## Job item
Copy out every line of the material below that contains the word "after". Upper and lower case must match.

## Source data
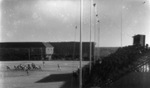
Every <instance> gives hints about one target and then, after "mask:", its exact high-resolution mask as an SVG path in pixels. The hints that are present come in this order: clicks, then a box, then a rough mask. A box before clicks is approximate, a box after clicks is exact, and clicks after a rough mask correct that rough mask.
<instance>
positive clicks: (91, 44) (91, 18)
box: [89, 0, 93, 73]
mask: <svg viewBox="0 0 150 88" xmlns="http://www.w3.org/2000/svg"><path fill="white" fill-rule="evenodd" d="M92 7H93V0H91V1H90V61H89V63H90V68H89V73H91V69H92V43H91V41H92V40H91V35H92V33H91V32H92V31H91V30H92V12H93V10H92Z"/></svg>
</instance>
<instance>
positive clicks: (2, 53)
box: [0, 42, 54, 60]
mask: <svg viewBox="0 0 150 88" xmlns="http://www.w3.org/2000/svg"><path fill="white" fill-rule="evenodd" d="M53 50H54V47H53V46H52V45H51V44H49V43H46V42H3V43H0V60H42V59H43V58H44V60H50V59H51V56H52V54H53Z"/></svg>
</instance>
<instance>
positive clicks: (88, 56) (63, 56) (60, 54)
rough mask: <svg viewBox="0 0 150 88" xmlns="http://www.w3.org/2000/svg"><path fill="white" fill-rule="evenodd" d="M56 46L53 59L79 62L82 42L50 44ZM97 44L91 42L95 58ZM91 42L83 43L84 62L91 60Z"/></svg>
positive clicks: (92, 53)
mask: <svg viewBox="0 0 150 88" xmlns="http://www.w3.org/2000/svg"><path fill="white" fill-rule="evenodd" d="M49 43H50V44H51V45H52V46H54V48H55V49H54V54H53V59H63V58H64V59H67V60H79V55H80V42H49ZM94 48H95V42H91V51H92V52H91V57H92V58H93V57H94ZM89 55H90V42H82V56H83V60H89V57H90V56H89Z"/></svg>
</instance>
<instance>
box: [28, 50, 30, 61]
mask: <svg viewBox="0 0 150 88" xmlns="http://www.w3.org/2000/svg"><path fill="white" fill-rule="evenodd" d="M28 53H29V54H28V55H29V60H30V48H29V49H28Z"/></svg>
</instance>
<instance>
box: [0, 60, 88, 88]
mask: <svg viewBox="0 0 150 88" xmlns="http://www.w3.org/2000/svg"><path fill="white" fill-rule="evenodd" d="M30 63H35V64H36V65H40V66H41V67H42V70H34V71H29V75H27V73H26V72H25V71H16V70H7V69H6V66H9V67H11V69H13V67H14V65H19V64H24V65H26V64H30ZM58 64H59V65H60V67H61V70H58V66H57V65H58ZM86 64H88V62H87V61H83V66H84V65H86ZM0 66H1V67H0V68H1V69H0V87H1V88H78V79H77V78H73V76H72V72H73V71H75V70H77V69H78V66H79V61H46V62H45V65H44V66H43V63H42V61H5V62H0Z"/></svg>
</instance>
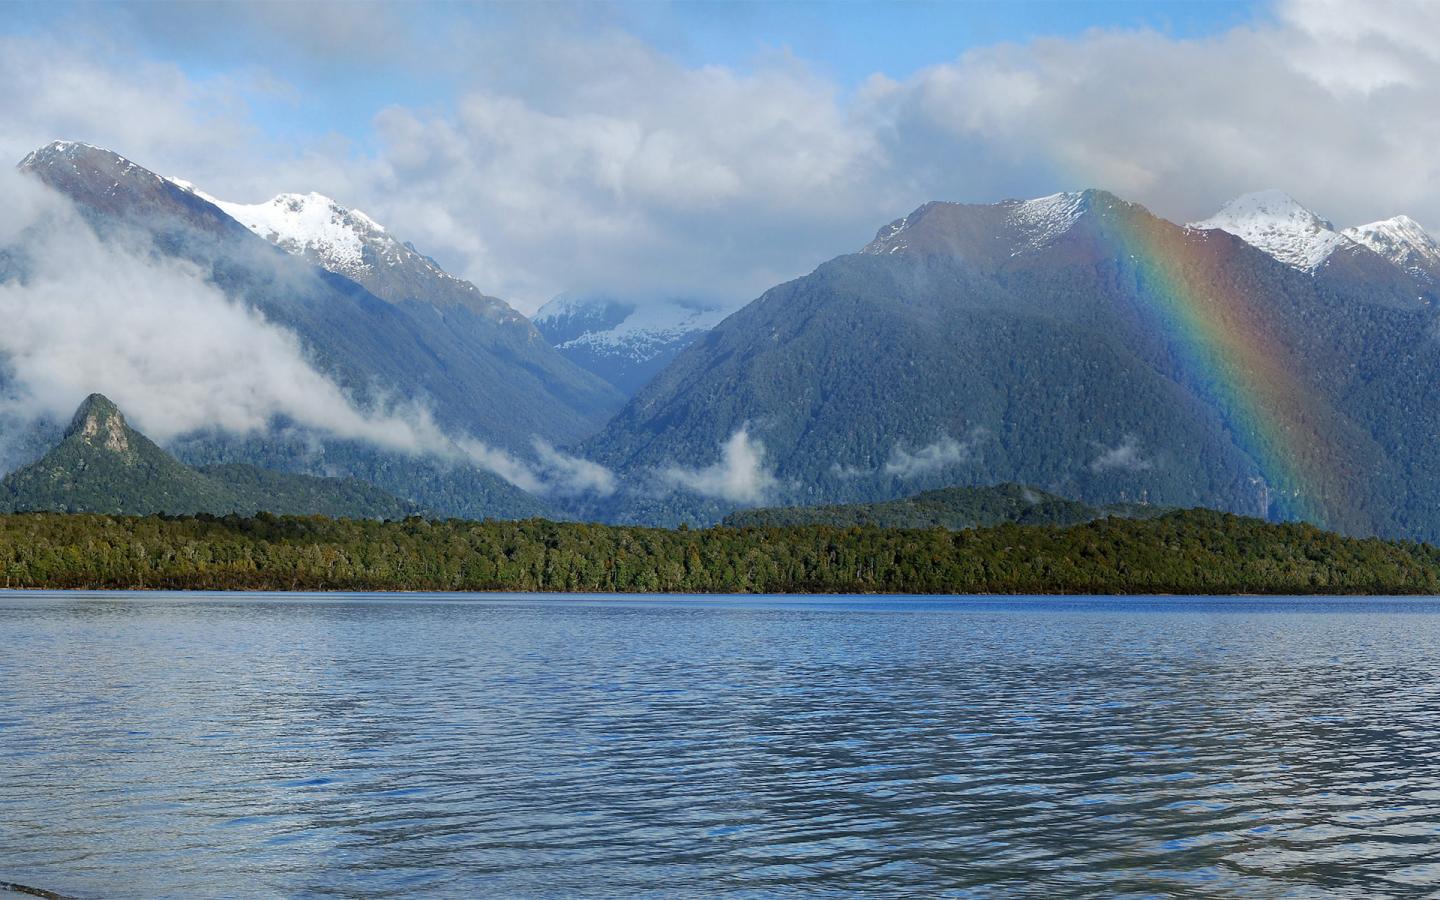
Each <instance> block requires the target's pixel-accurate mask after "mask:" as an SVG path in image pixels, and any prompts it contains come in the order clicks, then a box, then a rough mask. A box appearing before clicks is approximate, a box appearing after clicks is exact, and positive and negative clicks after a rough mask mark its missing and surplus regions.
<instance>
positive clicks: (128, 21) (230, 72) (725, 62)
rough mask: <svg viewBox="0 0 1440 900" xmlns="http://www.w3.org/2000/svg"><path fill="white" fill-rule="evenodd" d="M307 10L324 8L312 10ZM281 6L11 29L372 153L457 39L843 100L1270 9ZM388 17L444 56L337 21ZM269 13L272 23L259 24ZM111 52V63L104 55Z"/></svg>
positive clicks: (1252, 7) (1094, 5)
mask: <svg viewBox="0 0 1440 900" xmlns="http://www.w3.org/2000/svg"><path fill="white" fill-rule="evenodd" d="M308 6H314V7H315V9H321V4H317V3H311V4H308ZM284 7H285V4H279V3H258V4H238V3H163V1H147V3H12V4H9V6H7V7H6V12H7V17H6V19H7V24H4V26H0V27H4V29H7V30H12V32H19V33H32V35H33V33H46V32H56V30H81V32H89V33H94V32H96V30H98V32H107V33H108V35H109V36H112V37H114V39H115V40H117V42H118V43H121V45H124V46H125V50H120V52H128V50H130V48H134V49H135V50H138V55H141V56H143V58H147V59H151V60H163V62H168V63H174V65H177V66H179V68H180V69H183V71H184V72H186V73H187V75H190V76H192V78H194V79H197V81H204V79H215V78H219V76H225V75H232V73H236V72H240V73H253V72H258V71H264V72H265V73H266V75H268V76H269V78H274V79H278V81H279V82H282V84H284V85H285V89H278V86H276V85H274V84H269V82H268V79H266V84H265V85H264V86H261V88H252V89H246V91H245V99H246V102H248V104H249V107H251V114H252V118H253V121H255V124H258V125H259V127H261V128H264V130H265V131H266V132H268V134H269V137H271V138H274V140H276V141H282V143H284V141H294V140H304V138H312V137H317V135H320V134H324V132H336V134H341V135H344V137H346V138H348V140H351V141H354V143H356V145H359V147H361V148H369V147H370V145H372V144H370V138H372V120H373V117H374V114H376V111H379V109H380V108H384V107H387V105H406V107H449V105H454V102H455V99H456V96H458V95H459V94H461V92H462V91H465V89H467V88H471V86H474V72H472V71H471V69H468V68H465V66H458V65H455V59H454V56H458V55H464V52H465V50H464V45H461V46H454V45H452V43H451V42H452V39H454V36H455V35H464V33H485V35H507V36H514V37H516V39H517V40H521V42H523V40H526V32H530V30H533V29H536V27H557V26H559V27H566V29H570V30H575V32H580V33H583V32H606V30H613V32H624V33H628V35H632V36H635V37H636V39H639V40H642V42H645V43H647V45H649V46H652V48H655V49H657V50H660V52H661V53H665V55H667V56H670V58H672V59H675V60H678V62H681V63H683V65H687V66H693V68H698V66H711V65H719V66H726V68H732V69H736V71H747V69H753V68H755V66H757V65H766V63H773V62H775V60H776V59H780V58H785V56H793V58H795V59H796V60H799V62H802V63H805V65H808V66H811V68H812V69H814V71H815V72H818V73H821V75H824V76H827V78H829V79H832V81H834V82H835V84H837V85H838V86H840V89H842V91H851V89H854V88H857V86H858V85H861V84H863V82H864V81H865V79H867V78H870V76H871V75H876V73H883V75H886V76H890V78H894V79H904V78H909V76H910V75H913V73H914V72H917V71H920V69H923V68H926V66H930V65H936V63H943V62H949V60H953V59H955V58H956V56H959V55H960V53H963V52H965V50H968V49H972V48H985V46H991V45H996V43H1005V42H1027V40H1032V39H1037V37H1064V36H1074V35H1080V33H1083V32H1086V30H1089V29H1152V30H1156V32H1159V33H1164V35H1171V36H1176V37H1197V36H1204V35H1215V33H1221V32H1224V30H1228V29H1231V27H1236V26H1240V24H1247V23H1253V22H1257V20H1260V19H1261V17H1263V16H1264V14H1266V10H1267V6H1264V4H1260V3H1254V1H1250V0H1169V1H1161V3H1142V1H1139V0H1031V1H1001V0H989V1H979V0H976V1H930V0H912V1H893V0H891V1H876V0H848V1H844V0H841V1H832V3H821V1H782V3H759V1H694V3H684V1H680V3H662V1H642V3H541V4H520V3H451V1H446V3H420V1H418V3H406V4H403V6H400V7H383V6H382V4H374V3H354V4H336V6H331V7H327V9H328V12H327V13H324V14H321V16H317V17H315V19H314V20H310V22H312V23H314V26H315V27H317V29H320V30H325V29H333V30H336V32H337V35H336V37H334V43H327V42H324V40H308V39H304V40H301V39H297V35H294V33H292V30H291V26H294V24H298V23H300V20H298V19H295V20H292V22H289V23H287V22H285V16H284V14H282V13H281V10H282V9H284ZM382 9H383V10H386V19H387V20H389V27H390V30H392V33H390V35H389V36H387V37H399V36H403V37H406V39H408V40H409V42H415V43H418V45H422V46H432V48H439V52H438V53H436V55H435V56H433V58H431V59H426V58H423V56H420V58H416V56H413V55H409V53H393V52H392V49H393V48H390V46H389V45H387V46H374V45H372V43H369V42H367V37H373V35H369V33H367V32H366V30H363V29H361V30H359V32H354V33H351V35H350V36H348V37H347V33H346V27H351V26H346V24H344V23H346V20H354V19H357V17H366V16H376V14H377V13H379V12H380V10H382ZM266 10H269V12H266ZM111 52H117V50H114V49H112V50H111Z"/></svg>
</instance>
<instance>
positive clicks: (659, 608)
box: [0, 593, 1440, 897]
mask: <svg viewBox="0 0 1440 900" xmlns="http://www.w3.org/2000/svg"><path fill="white" fill-rule="evenodd" d="M0 641H3V647H4V652H3V655H0V880H10V881H19V883H26V884H33V886H39V887H46V888H50V890H56V891H63V893H68V894H75V896H81V897H89V896H95V897H154V896H232V897H233V896H246V897H249V896H311V897H324V896H410V894H418V896H475V894H491V896H554V894H562V896H563V894H590V896H593V894H608V896H641V894H655V896H660V894H664V896H687V894H711V893H729V894H750V896H776V894H824V893H829V894H854V893H874V894H886V896H903V894H914V896H936V894H950V896H966V897H991V896H996V897H998V896H1005V897H1009V896H1035V897H1064V896H1104V897H1112V896H1126V894H1132V896H1176V894H1178V896H1217V897H1225V896H1246V897H1250V896H1261V897H1266V896H1302V897H1303V896H1326V897H1336V896H1338V897H1344V896H1354V897H1384V896H1395V897H1410V896H1424V894H1428V893H1431V891H1436V890H1440V602H1433V600H1382V599H1377V600H1364V599H1362V600H1354V599H1346V600H1338V599H1332V600H1260V599H1200V600H1195V599H1126V600H1113V599H1014V600H994V599H805V600H791V599H775V598H772V599H765V598H760V599H685V598H664V599H618V598H589V599H585V598H546V599H536V598H524V596H517V598H500V599H497V598H485V599H454V598H444V599H442V598H423V596H416V598H405V599H395V598H383V596H336V595H327V596H302V595H295V596H276V595H217V596H203V595H200V596H197V595H35V593H27V595H14V593H0Z"/></svg>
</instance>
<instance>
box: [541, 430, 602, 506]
mask: <svg viewBox="0 0 1440 900" xmlns="http://www.w3.org/2000/svg"><path fill="white" fill-rule="evenodd" d="M534 449H536V458H537V461H539V462H537V468H539V469H540V472H541V477H543V478H544V485H546V490H544V492H552V494H596V495H599V497H609V495H611V494H613V492H615V472H612V471H611V469H608V468H605V467H603V465H600V464H599V462H592V461H589V459H583V458H580V456H572V455H570V454H566V452H562V451H557V449H556V448H553V446H550V444H547V442H546V441H541V439H540V438H536V441H534Z"/></svg>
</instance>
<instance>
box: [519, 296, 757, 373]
mask: <svg viewBox="0 0 1440 900" xmlns="http://www.w3.org/2000/svg"><path fill="white" fill-rule="evenodd" d="M608 302H613V301H609V300H603V298H576V297H572V295H567V294H562V295H559V297H556V298H554V300H552V301H550V302H547V304H546V305H543V307H541V308H540V310H539V311H537V312H536V315H534V318H536V321H544V320H547V318H559V317H563V315H573V314H580V312H585V311H586V308H588V307H593V305H596V304H608ZM625 305H632V304H628V302H626V304H625ZM729 314H730V310H727V308H720V307H700V305H690V304H685V302H684V301H661V302H649V304H634V308H632V311H631V312H629V314H628V315H626V317H625V318H624V320H622V321H621V323H619V324H616V325H613V327H611V328H603V330H595V331H586V333H585V334H580V336H579V337H575V338H572V340H567V341H563V343H560V344H556V348H559V350H572V348H586V350H590V351H593V353H598V354H602V356H612V357H625V359H629V360H632V361H636V363H644V361H647V360H651V359H654V357H657V356H660V354H661V353H664V351H665V350H668V348H670V347H672V346H674V344H675V343H677V341H680V340H684V338H685V337H688V336H691V334H696V333H697V331H708V330H711V328H714V327H716V325H717V324H720V321H721V320H723V318H724V317H726V315H729Z"/></svg>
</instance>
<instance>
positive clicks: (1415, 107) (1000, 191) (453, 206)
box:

## Result below
Every <instance> gives hints about one target and then, after "mask:", its exact high-resolution mask as an SVG path in pixels. The hints that are present come in this order: clicks, then a box, then a rough mask. A box before clicks is approximate, a box after clicks is exact, and clicks after a rough mask correct that rough mask.
Each <instance> block requires the target's pixel-accurate mask after "mask:" as an SVG path in image pixels, and any prompts it contains come in the order clicks, then a box, then a rough mask. A box appearing before clicks is approximate, a box appearing after clicks is exact, and positive and negative clicks after a rough mask mark its missing and surplus regions.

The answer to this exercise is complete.